### WHAT IS REQUIRED
From the forum thread about the Vizsla, extract the passage from "## redbirddog (Apr" to "the right Vizsla." word for word.

# 8 mo. female Vizsla looking for new home - Springfield, IL



## Kobi (Oct 26, 2010)

*THIS IS NOT MY DOG!*

Ran across a Craigslist ad, there is an 8 mo. female Vizsla in need of a new home. Here is the response I got from the owner:



> Jordan - Yes we are still looking for a home for Annie. Annie is AKC registered and is a good dog but I have an extended business trip and can not bring her along. We are wanting to recover 1/4 of what we have invested between the cost of the pup and vet bills (spay shots). We are asking $600.
> 
> Thank you for your help,
> Carlos


I know nothing about this dog, other than I would love to have her if I could afford it  If you are interested, please PM me for the owner's e-mail address.


----------



## MaggieD (Jan 28, 2011)

Ohh i would love to get her! Im only in indiana, but its a bit pricey for me at the moment since we just got our pup..


----------



## Kobi (Oct 26, 2010)

Yeah I think if I took her in I would not be buying a new car this summer.... not sure that would be a wise decision haha ;D


----------



## marcoj2m (Jun 27, 2011)

we would love to have your dog, It should be a great fit with our German short hair pointer.We just lost our 10 yr old american cocker, he was the best. our family need another dog and Ziggy needs a companion. we have 11 acres in pa and your dog would be a member of our family
Marco Jo Matejka
[email protected] 
P.S 600.00 is a good price, does she like little children I have a grandson who visits weekly


----------



## redbirddog (Apr 23, 2010)

Does the area have a Vizsla club? This pup should, in my opinion, be put through the rescue system so it doesn't bounce from home to home. That is one of the reasons for rescue. Finding the right home for the right Vizsla.


----------



## Kobi (Oct 26, 2010)

I believe the dog found a new home a bit after this was posted.


----------

### DATASET SECTION

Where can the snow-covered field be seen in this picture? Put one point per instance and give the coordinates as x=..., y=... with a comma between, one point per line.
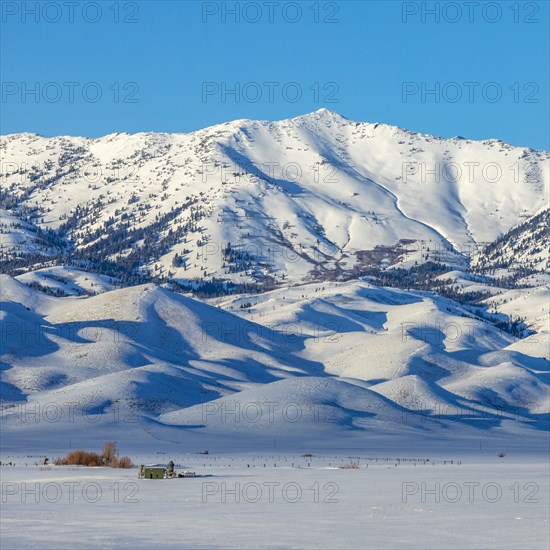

### TASK SOLUTION
## redbirddog (Apr 23, 2010)

Does the area have a Vizsla club? This pup should, in my opinion, be put through the rescue system so it doesn't bounce from home to home. That is one of the reasons for rescue. Finding the right home for the right Vizsla.